At the end of the day, you are the best person to manage your money, but you are going to have to work at it to keep it under control.


----------



## marathonic (5 Nov 2012)

I've just watched that program on RTE - 'Too Broke To Retire". If you ended up in their position (one man was a self-employed business owner), every €10 per week makes a big difference. If you consider a 5% annuity rate, every €10 would require a total fund of €10,400.

One thing that struck me about that show and everyone should bear this in mind - with the current state pension of €230, if you ended up with a private pension of €57.50, I wouldn't look at this as only a 25% increase. Pensioners, like everyone else, have bills. Therefore, if your bills are €130 and your pension is €230, your disposable income has actually increase by 57% with this €57.50 private pension.

Add to this the tax advantages and, to me, it's a no brainer. In fact, I'd try to over-contribute to get the fund as big as possible as soon as possible. That way, you can switch to a very low-fee product.


----------



## leroy67 (5 Nov 2012)

Excellent post Marathonic


----------



## marathonic (5 Nov 2012)

leroy67 said:


> Excellent post Marathonic



Thanks Leroy. Although, I have to admit, I'm a big fan of pensions. I also like to take the opposite view of the herd. I'm 30 now and, as the stockmarkets fell, I increased my personal contributions on two occasions - bringing me up to the max allowable contributions.

## GOAL OF THE EXERCISE:
Resume the forum discussion about pensions from its final sentence, writing the next few lines in the same voice.

## INFORMATION SUPPLIED:
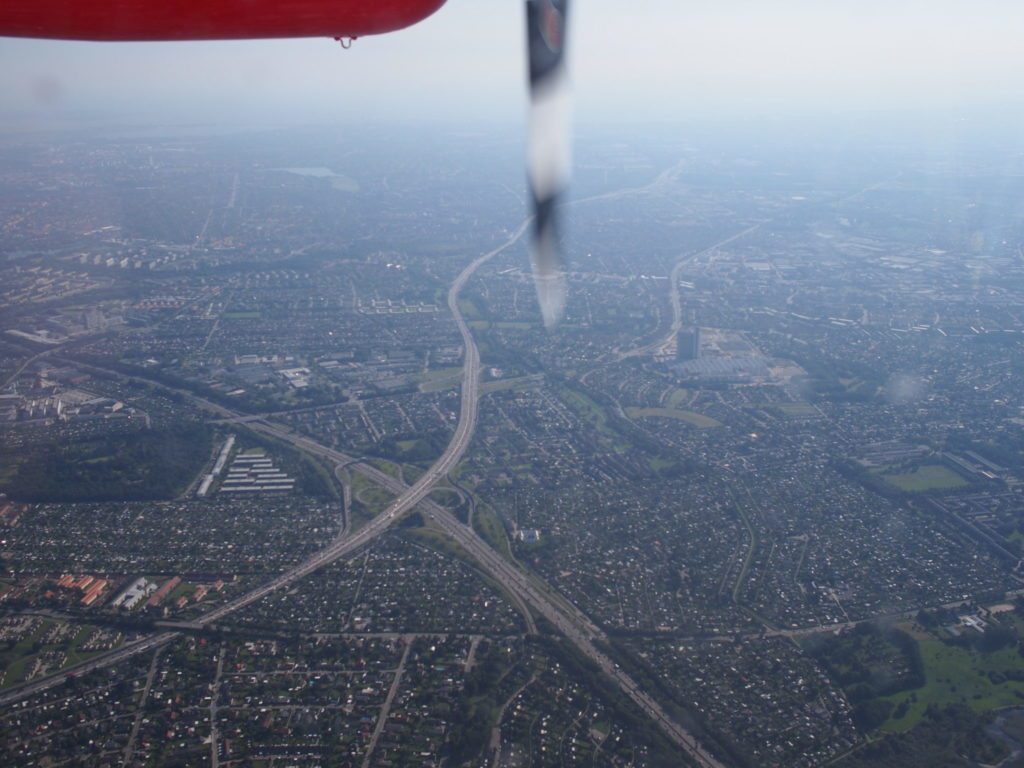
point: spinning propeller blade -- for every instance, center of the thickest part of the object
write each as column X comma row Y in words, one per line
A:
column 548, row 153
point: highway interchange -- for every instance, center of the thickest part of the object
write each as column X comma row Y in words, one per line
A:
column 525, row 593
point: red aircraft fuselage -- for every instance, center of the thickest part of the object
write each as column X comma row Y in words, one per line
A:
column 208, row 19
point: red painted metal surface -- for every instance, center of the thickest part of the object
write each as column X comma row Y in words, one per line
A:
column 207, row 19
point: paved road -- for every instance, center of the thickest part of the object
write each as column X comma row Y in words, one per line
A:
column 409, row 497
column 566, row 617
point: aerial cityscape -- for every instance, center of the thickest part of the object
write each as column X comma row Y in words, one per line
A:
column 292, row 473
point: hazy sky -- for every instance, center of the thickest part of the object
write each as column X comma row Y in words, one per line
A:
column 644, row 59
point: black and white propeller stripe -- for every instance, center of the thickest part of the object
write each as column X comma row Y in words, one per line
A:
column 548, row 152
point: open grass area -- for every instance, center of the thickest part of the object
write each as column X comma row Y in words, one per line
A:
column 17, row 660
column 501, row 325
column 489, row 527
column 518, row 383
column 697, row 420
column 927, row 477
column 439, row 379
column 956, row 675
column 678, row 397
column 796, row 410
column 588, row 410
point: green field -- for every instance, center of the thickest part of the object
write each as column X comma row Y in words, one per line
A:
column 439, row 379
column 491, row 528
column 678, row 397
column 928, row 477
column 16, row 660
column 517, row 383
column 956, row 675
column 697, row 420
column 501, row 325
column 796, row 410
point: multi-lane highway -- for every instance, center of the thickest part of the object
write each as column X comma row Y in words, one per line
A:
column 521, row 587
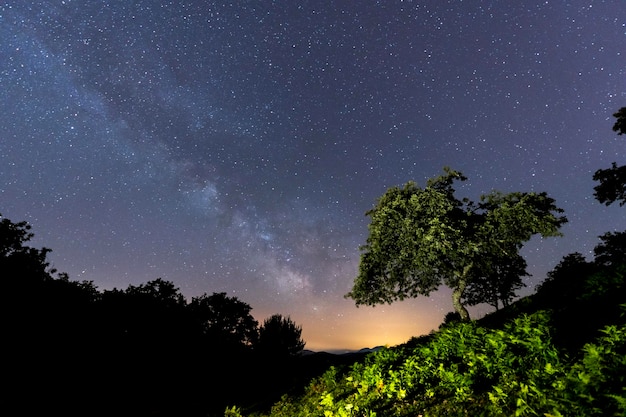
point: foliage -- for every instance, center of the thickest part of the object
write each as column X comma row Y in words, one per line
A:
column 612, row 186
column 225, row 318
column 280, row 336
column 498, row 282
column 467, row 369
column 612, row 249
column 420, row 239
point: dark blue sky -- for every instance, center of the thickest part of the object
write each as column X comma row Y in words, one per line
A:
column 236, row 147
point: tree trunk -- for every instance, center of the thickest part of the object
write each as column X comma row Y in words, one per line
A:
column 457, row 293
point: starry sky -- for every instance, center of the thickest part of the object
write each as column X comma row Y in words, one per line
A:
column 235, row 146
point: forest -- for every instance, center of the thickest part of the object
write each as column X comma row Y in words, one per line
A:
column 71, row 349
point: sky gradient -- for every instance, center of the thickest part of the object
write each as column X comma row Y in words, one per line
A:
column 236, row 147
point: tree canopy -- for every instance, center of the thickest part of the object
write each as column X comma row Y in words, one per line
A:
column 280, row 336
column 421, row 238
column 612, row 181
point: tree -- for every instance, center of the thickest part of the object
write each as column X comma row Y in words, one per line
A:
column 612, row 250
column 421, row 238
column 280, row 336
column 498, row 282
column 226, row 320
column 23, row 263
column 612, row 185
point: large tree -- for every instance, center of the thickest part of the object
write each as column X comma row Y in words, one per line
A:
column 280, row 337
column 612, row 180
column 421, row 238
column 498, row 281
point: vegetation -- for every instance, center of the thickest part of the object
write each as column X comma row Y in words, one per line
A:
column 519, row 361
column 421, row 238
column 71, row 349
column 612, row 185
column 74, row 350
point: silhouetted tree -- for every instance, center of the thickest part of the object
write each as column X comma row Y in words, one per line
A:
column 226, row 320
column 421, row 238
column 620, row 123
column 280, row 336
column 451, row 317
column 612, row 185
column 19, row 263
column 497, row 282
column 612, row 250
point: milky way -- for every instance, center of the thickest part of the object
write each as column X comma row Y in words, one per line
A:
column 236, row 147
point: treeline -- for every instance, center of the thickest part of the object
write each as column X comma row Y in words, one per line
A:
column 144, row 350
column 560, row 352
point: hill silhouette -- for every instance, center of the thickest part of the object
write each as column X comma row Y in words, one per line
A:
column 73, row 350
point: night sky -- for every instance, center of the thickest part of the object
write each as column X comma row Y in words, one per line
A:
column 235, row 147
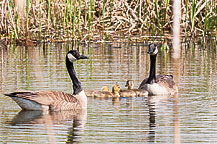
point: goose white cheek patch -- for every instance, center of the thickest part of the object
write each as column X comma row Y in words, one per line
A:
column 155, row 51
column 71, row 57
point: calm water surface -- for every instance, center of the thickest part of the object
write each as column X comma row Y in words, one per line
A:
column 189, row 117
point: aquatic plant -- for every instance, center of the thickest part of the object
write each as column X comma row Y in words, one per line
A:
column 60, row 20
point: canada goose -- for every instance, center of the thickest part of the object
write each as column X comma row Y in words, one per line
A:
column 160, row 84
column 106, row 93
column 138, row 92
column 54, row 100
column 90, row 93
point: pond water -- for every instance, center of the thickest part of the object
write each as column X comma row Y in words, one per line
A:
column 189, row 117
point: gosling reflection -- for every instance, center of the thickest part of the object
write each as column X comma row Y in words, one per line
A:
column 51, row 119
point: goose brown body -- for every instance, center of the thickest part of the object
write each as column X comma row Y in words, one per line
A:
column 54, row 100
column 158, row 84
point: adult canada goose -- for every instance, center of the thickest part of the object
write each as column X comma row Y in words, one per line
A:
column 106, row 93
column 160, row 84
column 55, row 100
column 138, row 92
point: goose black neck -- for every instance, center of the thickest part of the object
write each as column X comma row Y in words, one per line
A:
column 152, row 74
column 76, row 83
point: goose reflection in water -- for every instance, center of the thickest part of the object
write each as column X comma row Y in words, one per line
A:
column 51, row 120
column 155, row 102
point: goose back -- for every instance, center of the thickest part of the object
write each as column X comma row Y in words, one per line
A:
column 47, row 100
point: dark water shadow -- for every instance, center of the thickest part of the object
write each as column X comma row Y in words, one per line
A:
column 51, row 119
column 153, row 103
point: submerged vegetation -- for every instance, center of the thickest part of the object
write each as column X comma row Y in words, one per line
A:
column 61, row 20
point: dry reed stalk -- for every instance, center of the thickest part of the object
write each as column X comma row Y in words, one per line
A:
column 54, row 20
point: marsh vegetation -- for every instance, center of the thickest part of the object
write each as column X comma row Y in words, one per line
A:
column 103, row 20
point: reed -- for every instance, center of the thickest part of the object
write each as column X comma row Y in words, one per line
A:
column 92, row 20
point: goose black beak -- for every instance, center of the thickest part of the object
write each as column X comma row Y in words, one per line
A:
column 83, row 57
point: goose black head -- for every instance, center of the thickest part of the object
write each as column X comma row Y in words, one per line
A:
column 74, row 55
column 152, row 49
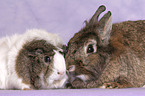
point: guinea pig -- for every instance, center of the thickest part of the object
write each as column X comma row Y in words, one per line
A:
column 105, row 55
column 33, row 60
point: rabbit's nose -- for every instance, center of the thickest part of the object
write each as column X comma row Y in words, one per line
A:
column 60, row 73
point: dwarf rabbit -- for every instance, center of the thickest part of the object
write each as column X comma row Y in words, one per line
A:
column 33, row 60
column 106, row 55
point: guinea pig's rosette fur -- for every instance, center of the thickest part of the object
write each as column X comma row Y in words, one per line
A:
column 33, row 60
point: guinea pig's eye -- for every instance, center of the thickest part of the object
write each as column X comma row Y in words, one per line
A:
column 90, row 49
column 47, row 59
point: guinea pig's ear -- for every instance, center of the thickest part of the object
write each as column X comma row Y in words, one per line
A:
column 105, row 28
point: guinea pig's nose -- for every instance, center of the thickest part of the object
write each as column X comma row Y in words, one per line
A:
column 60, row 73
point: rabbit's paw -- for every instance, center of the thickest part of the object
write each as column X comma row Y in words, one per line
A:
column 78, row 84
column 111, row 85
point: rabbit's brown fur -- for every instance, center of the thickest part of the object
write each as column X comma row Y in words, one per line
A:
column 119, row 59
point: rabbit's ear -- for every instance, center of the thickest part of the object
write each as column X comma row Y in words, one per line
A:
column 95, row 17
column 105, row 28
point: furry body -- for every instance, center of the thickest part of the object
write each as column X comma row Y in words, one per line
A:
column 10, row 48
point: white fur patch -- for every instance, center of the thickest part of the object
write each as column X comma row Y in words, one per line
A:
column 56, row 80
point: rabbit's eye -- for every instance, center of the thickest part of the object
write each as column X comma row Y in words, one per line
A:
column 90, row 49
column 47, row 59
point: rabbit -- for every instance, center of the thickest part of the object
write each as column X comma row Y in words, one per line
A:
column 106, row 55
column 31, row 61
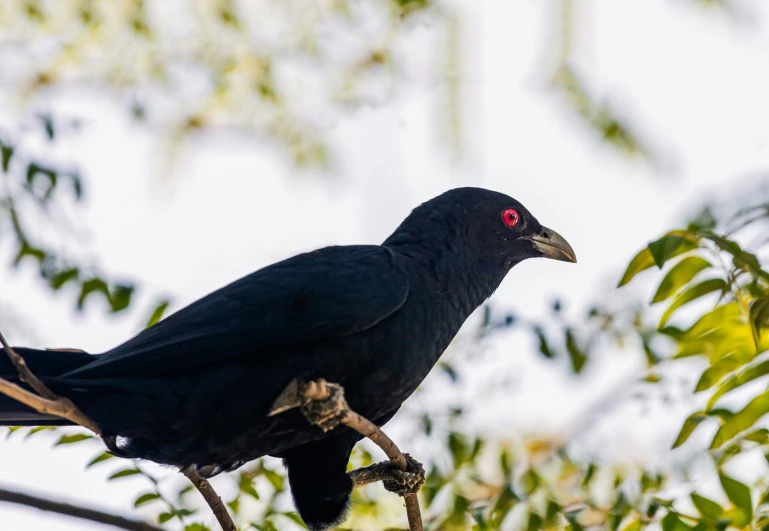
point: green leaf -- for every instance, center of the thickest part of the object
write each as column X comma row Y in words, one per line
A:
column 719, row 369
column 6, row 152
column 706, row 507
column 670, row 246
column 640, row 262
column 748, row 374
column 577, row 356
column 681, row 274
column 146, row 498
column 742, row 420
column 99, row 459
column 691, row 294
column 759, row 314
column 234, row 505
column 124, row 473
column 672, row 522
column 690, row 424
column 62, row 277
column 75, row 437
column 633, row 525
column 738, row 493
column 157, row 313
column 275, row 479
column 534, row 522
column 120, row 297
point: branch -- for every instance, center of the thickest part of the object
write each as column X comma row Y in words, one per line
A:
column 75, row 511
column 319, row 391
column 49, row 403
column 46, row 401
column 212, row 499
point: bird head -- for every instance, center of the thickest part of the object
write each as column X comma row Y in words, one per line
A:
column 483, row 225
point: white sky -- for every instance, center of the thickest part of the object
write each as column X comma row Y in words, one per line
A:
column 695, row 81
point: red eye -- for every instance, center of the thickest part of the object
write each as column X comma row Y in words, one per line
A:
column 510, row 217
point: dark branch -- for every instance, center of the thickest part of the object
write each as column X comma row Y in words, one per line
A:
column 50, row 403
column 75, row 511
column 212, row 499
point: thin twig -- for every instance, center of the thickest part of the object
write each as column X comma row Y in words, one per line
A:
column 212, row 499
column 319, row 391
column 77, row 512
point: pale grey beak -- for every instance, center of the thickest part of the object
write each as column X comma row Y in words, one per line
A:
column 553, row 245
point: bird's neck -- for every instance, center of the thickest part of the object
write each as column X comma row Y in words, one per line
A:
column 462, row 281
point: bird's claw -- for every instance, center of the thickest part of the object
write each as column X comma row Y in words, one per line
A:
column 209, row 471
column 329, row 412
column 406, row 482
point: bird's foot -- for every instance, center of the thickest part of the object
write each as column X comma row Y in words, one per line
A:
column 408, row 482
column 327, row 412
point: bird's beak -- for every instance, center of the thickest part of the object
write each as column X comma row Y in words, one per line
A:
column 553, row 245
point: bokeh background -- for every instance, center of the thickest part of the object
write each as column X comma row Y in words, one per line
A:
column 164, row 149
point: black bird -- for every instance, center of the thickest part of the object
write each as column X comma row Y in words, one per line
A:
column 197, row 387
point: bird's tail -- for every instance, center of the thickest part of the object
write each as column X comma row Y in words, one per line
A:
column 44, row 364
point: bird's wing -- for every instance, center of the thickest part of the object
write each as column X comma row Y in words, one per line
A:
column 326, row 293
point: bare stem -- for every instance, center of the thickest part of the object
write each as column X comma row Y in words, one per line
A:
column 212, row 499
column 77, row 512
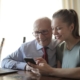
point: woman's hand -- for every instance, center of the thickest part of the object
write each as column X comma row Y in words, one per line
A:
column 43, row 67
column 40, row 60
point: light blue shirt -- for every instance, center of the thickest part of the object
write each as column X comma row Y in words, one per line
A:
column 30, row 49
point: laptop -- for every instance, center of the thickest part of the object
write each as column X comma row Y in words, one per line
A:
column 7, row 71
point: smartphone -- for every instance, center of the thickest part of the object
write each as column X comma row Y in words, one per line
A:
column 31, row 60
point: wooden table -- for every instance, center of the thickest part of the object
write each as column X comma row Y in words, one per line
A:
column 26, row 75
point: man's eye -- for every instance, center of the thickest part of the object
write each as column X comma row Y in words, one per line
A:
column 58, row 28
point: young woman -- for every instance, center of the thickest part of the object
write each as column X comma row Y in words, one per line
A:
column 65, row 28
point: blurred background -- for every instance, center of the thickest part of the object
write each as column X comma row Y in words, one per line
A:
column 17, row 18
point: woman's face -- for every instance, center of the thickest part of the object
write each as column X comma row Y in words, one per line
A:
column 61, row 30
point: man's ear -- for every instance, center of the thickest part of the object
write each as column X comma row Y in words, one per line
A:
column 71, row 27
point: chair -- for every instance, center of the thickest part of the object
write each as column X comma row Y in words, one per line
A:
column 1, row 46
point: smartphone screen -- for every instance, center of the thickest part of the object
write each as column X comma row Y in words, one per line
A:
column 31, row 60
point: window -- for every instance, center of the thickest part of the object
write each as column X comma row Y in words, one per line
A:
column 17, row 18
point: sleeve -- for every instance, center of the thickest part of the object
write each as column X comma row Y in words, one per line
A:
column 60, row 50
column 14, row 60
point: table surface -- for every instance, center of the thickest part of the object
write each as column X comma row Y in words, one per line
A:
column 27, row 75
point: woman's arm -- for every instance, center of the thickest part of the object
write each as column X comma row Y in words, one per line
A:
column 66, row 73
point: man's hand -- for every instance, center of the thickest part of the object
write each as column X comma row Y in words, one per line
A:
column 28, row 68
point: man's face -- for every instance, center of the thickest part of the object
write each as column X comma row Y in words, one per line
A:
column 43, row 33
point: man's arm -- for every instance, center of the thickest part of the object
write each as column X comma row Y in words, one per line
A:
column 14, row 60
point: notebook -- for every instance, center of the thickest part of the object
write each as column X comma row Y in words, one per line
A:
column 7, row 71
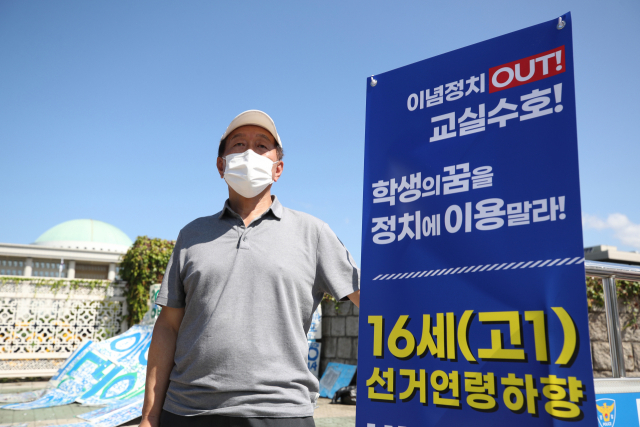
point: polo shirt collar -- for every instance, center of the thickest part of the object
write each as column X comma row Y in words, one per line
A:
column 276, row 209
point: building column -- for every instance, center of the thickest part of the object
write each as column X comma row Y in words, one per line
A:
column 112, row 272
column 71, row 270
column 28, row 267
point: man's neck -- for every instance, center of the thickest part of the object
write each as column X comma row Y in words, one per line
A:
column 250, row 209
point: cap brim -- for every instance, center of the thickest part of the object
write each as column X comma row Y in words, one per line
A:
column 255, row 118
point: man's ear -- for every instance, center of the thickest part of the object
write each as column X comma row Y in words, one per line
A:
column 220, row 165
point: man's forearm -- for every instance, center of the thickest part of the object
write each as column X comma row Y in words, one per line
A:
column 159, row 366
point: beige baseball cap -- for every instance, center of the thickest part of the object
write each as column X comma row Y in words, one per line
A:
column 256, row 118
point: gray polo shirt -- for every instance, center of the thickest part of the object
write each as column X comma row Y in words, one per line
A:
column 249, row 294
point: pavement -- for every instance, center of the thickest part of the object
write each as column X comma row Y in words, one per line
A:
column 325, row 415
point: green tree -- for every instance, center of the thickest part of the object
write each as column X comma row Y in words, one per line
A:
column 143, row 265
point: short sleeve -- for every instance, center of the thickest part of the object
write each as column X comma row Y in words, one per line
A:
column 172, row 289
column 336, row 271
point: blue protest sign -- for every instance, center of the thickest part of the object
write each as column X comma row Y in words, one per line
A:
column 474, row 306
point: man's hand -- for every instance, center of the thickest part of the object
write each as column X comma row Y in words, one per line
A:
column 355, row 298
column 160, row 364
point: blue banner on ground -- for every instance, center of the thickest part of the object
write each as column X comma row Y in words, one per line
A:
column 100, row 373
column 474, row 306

## EXERCISE RESULT:
I'm actually happy to see the value of my pension fall, as long as that fall isn't the result of excessive charges - as this means that any further contributions are buying more units in my chosen funds. I won't be seeing the money for 25-35 years anyway so the more I buy now, the better it is for me. Falls closer to retirement (less than 10 years) are more worrying - but with 10 years left to retirement, most people should be gradually switching away from the more risky investments in their pension.

In my opinion, people spend too much time overthinking it. There are too many posts revolving around:


Am I too young to start?
Am I too old to start?
What should I invest in?

You're never too young as, the longer your in, the more time your fund has time to increase in value.

You're also never too old as, when you're older, you're still getting the tax relief going in and you're much closer to getting 25% of that back tax-free (in addition to paying a lower tax rate on money coming out than what you have saved in tax on the money going in).

I may get stick over this one but if it's the choice of investment that's causing you to put off investing in a pension, just invest in anything - shares, bonds, property funds, etc. In the beginning, it's the contribution levels that make the big difference, not the investment returns. Anyone asking this question should start with anything and, only then, start investigating whether they would be better off switching to a different asset class/fund type.


----------



## DerKaiser (6 Nov 2012)

marathonic said:


> I'm actually happy to see the value of my pension fall, as long as that fall isn't the result of excessive charges - as this means that any further contributions are buying more units in my chosen funds. I won't be seeing the money for 25-35 years anyway so the more I buy now, the better it is for me.


 
I agree with your direction other than the point above. 

Cheap units are a myth. You are implicitly expecting that there is some ultimate pre-determined value to each unit purchased that is fixed at your particular retirement date.

As an example, if you owned €10k of AIB shares in 2002 there was a genuine prospect they were worth €10k. Now, they are worthless. The fall in value did not represent an opportunity for better future investment returns, but rather a mismanagement of existing shareholder investment.


----------



## ashambles (6 Nov 2012)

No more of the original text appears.